* **DATA LISTING**
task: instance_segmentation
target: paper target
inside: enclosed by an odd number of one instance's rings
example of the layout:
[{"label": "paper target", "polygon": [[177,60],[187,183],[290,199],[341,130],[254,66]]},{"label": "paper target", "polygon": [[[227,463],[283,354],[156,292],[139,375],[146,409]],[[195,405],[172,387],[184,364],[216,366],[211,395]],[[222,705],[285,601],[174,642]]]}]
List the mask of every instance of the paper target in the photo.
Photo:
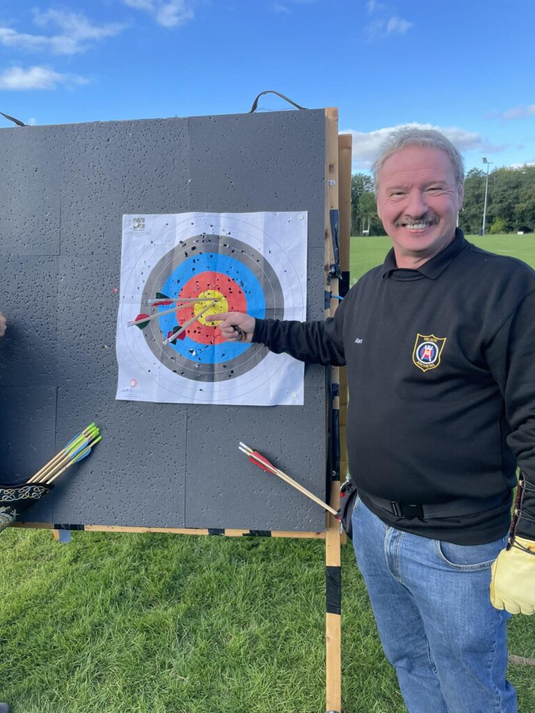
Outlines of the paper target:
[{"label": "paper target", "polygon": [[[210,314],[304,319],[306,213],[123,217],[118,399],[165,403],[302,403],[302,364],[225,342]],[[275,235],[277,240],[273,237]],[[158,294],[176,300],[151,309]],[[193,299],[202,302],[180,303]],[[161,317],[140,331],[140,314]],[[168,335],[183,328],[175,340]]]}]

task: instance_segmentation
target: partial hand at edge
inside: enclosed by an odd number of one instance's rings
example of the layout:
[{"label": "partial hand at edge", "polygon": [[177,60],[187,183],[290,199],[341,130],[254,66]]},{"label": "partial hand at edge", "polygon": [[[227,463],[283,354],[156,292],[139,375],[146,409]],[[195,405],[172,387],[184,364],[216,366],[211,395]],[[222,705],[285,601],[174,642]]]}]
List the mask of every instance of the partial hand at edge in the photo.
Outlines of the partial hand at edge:
[{"label": "partial hand at edge", "polygon": [[515,538],[522,548],[502,550],[491,570],[491,603],[511,614],[535,614],[535,542]]},{"label": "partial hand at edge", "polygon": [[255,318],[243,312],[221,312],[210,314],[210,322],[218,322],[218,325],[227,342],[252,342],[255,331]]}]

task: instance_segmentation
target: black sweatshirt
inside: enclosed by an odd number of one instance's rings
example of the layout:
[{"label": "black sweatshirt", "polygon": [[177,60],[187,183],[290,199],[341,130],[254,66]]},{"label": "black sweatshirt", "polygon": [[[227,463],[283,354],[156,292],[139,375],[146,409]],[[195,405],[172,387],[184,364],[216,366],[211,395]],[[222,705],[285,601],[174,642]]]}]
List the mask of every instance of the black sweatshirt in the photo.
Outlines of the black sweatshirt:
[{"label": "black sweatshirt", "polygon": [[[535,483],[531,267],[476,247],[457,229],[417,270],[397,268],[391,250],[334,318],[257,320],[253,341],[302,361],[347,364],[350,470],[384,522],[462,545],[507,532],[517,463]],[[450,509],[407,519],[370,496]],[[454,516],[457,502],[469,514]],[[535,518],[534,503],[524,508]],[[535,539],[529,523],[517,534]]]}]

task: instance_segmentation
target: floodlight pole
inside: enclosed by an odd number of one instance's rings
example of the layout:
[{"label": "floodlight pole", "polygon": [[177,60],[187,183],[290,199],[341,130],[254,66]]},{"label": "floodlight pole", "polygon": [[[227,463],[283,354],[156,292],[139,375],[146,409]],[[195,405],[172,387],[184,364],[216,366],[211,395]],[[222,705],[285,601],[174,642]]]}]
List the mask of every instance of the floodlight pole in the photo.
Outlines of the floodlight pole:
[{"label": "floodlight pole", "polygon": [[483,227],[482,228],[482,235],[485,235],[485,220],[486,219],[486,195],[489,192],[489,166],[492,163],[492,161],[487,161],[486,158],[484,158],[483,163],[486,164],[486,178],[485,179],[485,202],[483,206]]}]

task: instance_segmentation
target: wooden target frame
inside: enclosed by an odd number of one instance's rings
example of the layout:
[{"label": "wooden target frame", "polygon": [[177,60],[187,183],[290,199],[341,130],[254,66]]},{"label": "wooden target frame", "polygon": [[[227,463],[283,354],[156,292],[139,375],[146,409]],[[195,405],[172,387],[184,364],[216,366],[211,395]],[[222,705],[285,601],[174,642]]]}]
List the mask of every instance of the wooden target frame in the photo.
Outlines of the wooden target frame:
[{"label": "wooden target frame", "polygon": [[[338,110],[325,109],[325,317],[332,317],[339,304],[340,283],[348,286],[351,211],[350,135],[338,134]],[[347,471],[345,448],[345,418],[347,405],[345,369],[330,367],[332,401],[326,413],[326,429],[333,434],[330,444],[330,498],[329,504],[340,507],[340,474]],[[328,399],[327,399],[328,401]],[[329,422],[330,421],[330,423]],[[104,525],[64,525],[46,523],[14,523],[12,527],[51,530],[58,541],[68,542],[73,530],[111,533],[166,533],[175,535],[223,535],[243,537],[267,535],[325,540],[325,702],[327,713],[342,711],[342,625],[340,545],[345,535],[335,516],[326,513],[325,532],[298,532],[272,530],[210,529],[192,528],[123,527]]]}]

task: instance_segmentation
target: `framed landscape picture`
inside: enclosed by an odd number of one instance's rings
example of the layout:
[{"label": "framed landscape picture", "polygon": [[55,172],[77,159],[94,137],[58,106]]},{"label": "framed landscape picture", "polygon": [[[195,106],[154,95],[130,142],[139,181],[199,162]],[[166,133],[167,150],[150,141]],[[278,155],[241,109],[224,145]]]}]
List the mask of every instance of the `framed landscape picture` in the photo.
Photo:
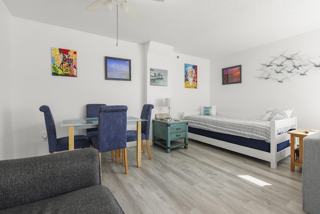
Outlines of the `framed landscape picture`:
[{"label": "framed landscape picture", "polygon": [[131,81],[131,60],[104,57],[106,79]]},{"label": "framed landscape picture", "polygon": [[222,84],[241,83],[241,65],[222,69]]}]

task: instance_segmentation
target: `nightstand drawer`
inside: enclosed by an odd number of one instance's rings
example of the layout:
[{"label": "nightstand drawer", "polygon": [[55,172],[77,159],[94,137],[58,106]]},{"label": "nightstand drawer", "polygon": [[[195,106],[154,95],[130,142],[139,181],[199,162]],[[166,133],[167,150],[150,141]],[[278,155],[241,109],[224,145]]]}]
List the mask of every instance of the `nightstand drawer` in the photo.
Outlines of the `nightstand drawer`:
[{"label": "nightstand drawer", "polygon": [[186,132],[186,125],[180,125],[178,126],[172,125],[170,129],[170,133]]},{"label": "nightstand drawer", "polygon": [[[186,129],[184,129],[186,130]],[[170,138],[172,140],[177,140],[186,138],[186,131],[182,132],[175,132],[170,134]]]}]

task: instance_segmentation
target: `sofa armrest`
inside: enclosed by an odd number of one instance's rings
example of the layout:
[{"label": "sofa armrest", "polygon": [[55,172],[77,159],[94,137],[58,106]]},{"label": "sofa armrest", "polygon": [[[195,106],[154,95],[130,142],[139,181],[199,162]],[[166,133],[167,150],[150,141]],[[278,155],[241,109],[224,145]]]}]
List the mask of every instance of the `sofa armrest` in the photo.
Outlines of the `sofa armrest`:
[{"label": "sofa armrest", "polygon": [[98,152],[78,149],[0,161],[0,209],[101,183]]},{"label": "sofa armrest", "polygon": [[320,210],[320,132],[304,138],[302,170],[302,209],[307,213]]}]

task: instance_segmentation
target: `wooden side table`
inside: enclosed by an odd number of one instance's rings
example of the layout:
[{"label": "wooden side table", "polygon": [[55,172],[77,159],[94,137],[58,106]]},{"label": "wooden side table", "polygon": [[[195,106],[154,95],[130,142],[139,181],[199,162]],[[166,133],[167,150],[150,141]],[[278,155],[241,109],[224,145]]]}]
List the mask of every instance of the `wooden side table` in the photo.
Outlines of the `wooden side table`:
[{"label": "wooden side table", "polygon": [[[306,133],[308,132],[308,133]],[[310,129],[298,129],[288,132],[290,134],[290,147],[291,158],[291,171],[294,171],[294,166],[302,167],[304,153],[304,137],[318,132],[317,131],[310,131]],[[299,138],[299,145],[296,146],[294,138]],[[296,156],[296,152],[299,150],[299,156]]]},{"label": "wooden side table", "polygon": [[171,149],[180,146],[188,148],[188,120],[152,120],[152,124],[154,144],[166,148],[168,153]]}]

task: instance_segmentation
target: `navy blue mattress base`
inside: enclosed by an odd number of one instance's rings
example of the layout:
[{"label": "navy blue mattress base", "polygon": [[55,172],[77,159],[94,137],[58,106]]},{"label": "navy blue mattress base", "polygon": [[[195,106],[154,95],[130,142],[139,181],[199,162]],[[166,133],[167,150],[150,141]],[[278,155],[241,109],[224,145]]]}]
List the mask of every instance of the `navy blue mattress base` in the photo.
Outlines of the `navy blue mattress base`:
[{"label": "navy blue mattress base", "polygon": [[[252,148],[261,151],[270,152],[270,143],[262,140],[247,138],[244,137],[231,135],[227,134],[214,132],[206,130],[192,128],[189,126],[188,131],[190,133],[202,135],[217,140],[234,143],[243,146]],[[282,142],[277,145],[277,151],[281,151],[290,146],[289,140]]]}]

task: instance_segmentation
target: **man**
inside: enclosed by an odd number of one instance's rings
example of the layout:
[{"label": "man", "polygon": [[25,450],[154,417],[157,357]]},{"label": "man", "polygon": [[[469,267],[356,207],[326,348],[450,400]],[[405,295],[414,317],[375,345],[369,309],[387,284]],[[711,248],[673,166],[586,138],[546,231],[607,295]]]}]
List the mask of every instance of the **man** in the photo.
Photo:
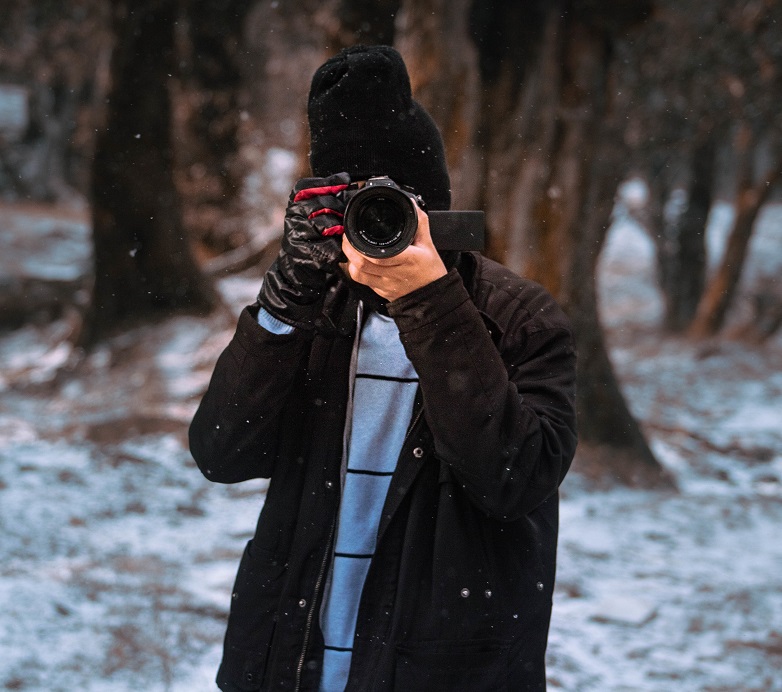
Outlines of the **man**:
[{"label": "man", "polygon": [[315,73],[313,175],[190,429],[207,478],[271,479],[233,592],[223,690],[545,688],[571,332],[537,284],[341,237],[348,183],[450,207],[443,144],[392,48]]}]

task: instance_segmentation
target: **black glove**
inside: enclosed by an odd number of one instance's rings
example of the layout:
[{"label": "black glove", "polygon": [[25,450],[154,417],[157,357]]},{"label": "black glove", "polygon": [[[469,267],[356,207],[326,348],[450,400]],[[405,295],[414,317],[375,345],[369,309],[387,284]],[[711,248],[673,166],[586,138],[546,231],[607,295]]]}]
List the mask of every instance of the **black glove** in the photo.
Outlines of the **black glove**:
[{"label": "black glove", "polygon": [[291,192],[280,254],[269,267],[258,304],[300,329],[315,329],[329,278],[342,258],[347,173],[303,178]]}]

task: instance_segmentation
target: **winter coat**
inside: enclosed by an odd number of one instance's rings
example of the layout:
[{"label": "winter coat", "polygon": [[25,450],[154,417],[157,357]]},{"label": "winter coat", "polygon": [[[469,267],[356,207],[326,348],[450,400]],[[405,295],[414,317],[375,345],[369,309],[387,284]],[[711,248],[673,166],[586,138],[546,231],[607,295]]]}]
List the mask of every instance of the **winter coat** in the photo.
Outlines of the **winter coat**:
[{"label": "winter coat", "polygon": [[[567,319],[472,253],[388,312],[420,384],[347,689],[545,689],[557,489],[576,446]],[[233,590],[223,690],[317,689],[351,346],[270,334],[245,309],[193,419],[207,478],[271,479]]]}]

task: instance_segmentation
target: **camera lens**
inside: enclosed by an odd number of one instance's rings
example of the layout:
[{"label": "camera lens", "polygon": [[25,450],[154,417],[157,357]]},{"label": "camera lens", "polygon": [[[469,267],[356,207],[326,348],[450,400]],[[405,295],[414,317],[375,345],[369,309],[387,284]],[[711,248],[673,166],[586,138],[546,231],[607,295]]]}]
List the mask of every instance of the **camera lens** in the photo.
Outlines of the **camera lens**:
[{"label": "camera lens", "polygon": [[356,230],[377,247],[391,245],[404,231],[405,215],[399,203],[388,197],[375,197],[361,205],[356,214]]},{"label": "camera lens", "polygon": [[368,257],[393,257],[415,238],[418,228],[413,196],[390,178],[371,178],[348,201],[345,235]]}]

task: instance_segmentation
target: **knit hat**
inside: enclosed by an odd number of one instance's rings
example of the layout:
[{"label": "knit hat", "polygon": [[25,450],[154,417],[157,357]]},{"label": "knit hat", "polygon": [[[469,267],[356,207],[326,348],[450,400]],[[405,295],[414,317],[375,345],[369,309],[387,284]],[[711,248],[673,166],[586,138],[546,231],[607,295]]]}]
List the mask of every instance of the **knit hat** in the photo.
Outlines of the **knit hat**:
[{"label": "knit hat", "polygon": [[413,100],[405,63],[390,46],[352,46],[321,65],[308,115],[313,175],[387,175],[413,188],[430,210],[450,208],[440,131]]}]

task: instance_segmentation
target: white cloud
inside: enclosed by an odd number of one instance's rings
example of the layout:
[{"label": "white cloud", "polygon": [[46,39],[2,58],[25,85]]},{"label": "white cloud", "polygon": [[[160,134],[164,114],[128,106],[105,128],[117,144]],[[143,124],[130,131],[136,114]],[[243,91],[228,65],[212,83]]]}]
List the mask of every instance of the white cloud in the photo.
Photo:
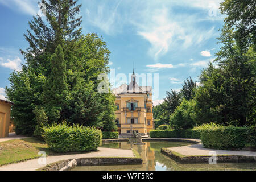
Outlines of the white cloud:
[{"label": "white cloud", "polygon": [[205,56],[205,57],[210,57],[212,56],[212,55],[210,54],[210,51],[202,51],[201,52],[201,55],[203,56]]},{"label": "white cloud", "polygon": [[195,62],[193,63],[191,63],[190,65],[192,67],[206,67],[207,66],[207,64],[208,64],[209,61],[200,61]]},{"label": "white cloud", "polygon": [[142,15],[144,20],[135,25],[138,34],[150,42],[148,53],[156,60],[170,50],[180,51],[192,46],[201,45],[216,36],[214,27],[208,30],[198,27],[196,15],[177,15],[166,7],[144,14]]},{"label": "white cloud", "polygon": [[[114,3],[113,6],[109,6],[109,2],[106,1],[99,1],[96,3],[90,1],[85,2],[84,4],[83,2],[83,5],[86,7],[84,11],[86,17],[83,19],[84,22],[98,27],[108,35],[114,35],[121,31],[123,20],[118,13],[118,7],[121,2],[113,1]],[[81,11],[82,13],[83,10]]]},{"label": "white cloud", "polygon": [[153,101],[153,106],[155,106],[159,105],[159,104],[162,104],[164,101],[164,100],[156,100]]},{"label": "white cloud", "polygon": [[5,93],[5,89],[2,87],[0,87],[0,94],[3,94]]},{"label": "white cloud", "polygon": [[180,90],[181,90],[181,89],[172,89],[174,91],[176,91],[177,92],[180,92]]},{"label": "white cloud", "polygon": [[3,4],[14,10],[22,11],[31,15],[36,15],[39,10],[36,1],[33,0],[0,0]]},{"label": "white cloud", "polygon": [[183,81],[181,81],[181,80],[176,78],[169,78],[169,80],[171,81],[171,84],[177,84],[183,83]]},{"label": "white cloud", "polygon": [[20,59],[16,56],[15,59],[13,60],[7,59],[5,62],[2,61],[0,63],[0,65],[11,69],[15,69],[17,71],[19,71],[21,70],[21,63],[22,60]]},{"label": "white cloud", "polygon": [[150,64],[146,65],[147,67],[149,67],[151,69],[161,69],[161,68],[172,68],[174,66],[171,64],[161,64],[156,63],[155,64]]}]

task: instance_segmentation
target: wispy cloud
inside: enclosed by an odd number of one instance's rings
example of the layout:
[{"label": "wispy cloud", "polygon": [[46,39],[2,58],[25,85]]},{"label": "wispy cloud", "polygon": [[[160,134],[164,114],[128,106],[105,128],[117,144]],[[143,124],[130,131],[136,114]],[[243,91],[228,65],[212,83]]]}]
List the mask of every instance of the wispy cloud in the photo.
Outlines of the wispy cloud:
[{"label": "wispy cloud", "polygon": [[85,7],[86,8],[84,15],[85,18],[83,20],[85,23],[98,27],[106,34],[113,35],[119,32],[122,27],[122,19],[118,13],[118,7],[121,2],[122,1],[113,1],[112,3],[114,6],[110,6],[109,2],[106,1],[99,1],[96,3],[92,3],[91,1],[85,2]]},{"label": "wispy cloud", "polygon": [[162,104],[164,101],[164,100],[155,100],[153,101],[153,106],[156,106],[160,104]]},{"label": "wispy cloud", "polygon": [[148,53],[155,60],[170,50],[180,51],[201,44],[216,35],[214,27],[208,30],[199,28],[196,15],[177,16],[166,7],[152,10],[148,14],[151,15],[150,20],[143,18],[144,22],[136,25],[138,34],[150,42]]},{"label": "wispy cloud", "polygon": [[206,67],[207,66],[207,64],[208,64],[208,61],[200,61],[195,62],[193,63],[191,63],[190,65],[193,67]]},{"label": "wispy cloud", "polygon": [[9,8],[31,15],[36,15],[39,10],[36,1],[33,0],[0,0],[0,3]]},{"label": "wispy cloud", "polygon": [[162,68],[172,68],[174,66],[171,64],[161,64],[156,63],[155,64],[150,64],[146,65],[147,67],[149,67],[151,69],[162,69]]},{"label": "wispy cloud", "polygon": [[17,71],[21,70],[21,59],[16,56],[13,60],[7,59],[6,61],[3,61],[3,59],[0,60],[0,65],[5,68],[7,68],[11,69],[15,69]]},{"label": "wispy cloud", "polygon": [[169,80],[171,81],[171,84],[178,84],[183,83],[183,81],[181,81],[181,80],[176,78],[169,78]]},{"label": "wispy cloud", "polygon": [[209,51],[203,51],[201,52],[201,55],[203,56],[205,56],[205,57],[212,56],[212,55],[210,54],[210,52]]}]

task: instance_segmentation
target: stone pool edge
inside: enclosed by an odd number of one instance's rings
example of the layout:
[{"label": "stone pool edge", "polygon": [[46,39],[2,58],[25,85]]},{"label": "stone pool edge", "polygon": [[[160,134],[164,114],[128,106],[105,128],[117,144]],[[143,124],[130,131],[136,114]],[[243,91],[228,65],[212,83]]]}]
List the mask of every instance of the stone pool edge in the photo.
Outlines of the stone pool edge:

* **WHAT YOU SHOULD DO**
Gather every line of the data above that contains the string "picture", and copy each one in full. Letter case counts when matching.

* **EXERCISE RESULT**
target: `framed landscape picture`
[{"label": "framed landscape picture", "polygon": [[55,172],[77,159],[94,137],[58,106]]},{"label": "framed landscape picture", "polygon": [[[195,106],[154,95],[130,142],[139,181],[199,162]],[[166,133],[167,150],[150,141]],[[278,155],[241,109],[224,145]]]}]
List the mask of every instance of the `framed landscape picture` in the photo.
Outlines of the `framed landscape picture`:
[{"label": "framed landscape picture", "polygon": [[131,81],[131,60],[104,57],[106,79]]},{"label": "framed landscape picture", "polygon": [[222,84],[241,83],[241,65],[222,69]]}]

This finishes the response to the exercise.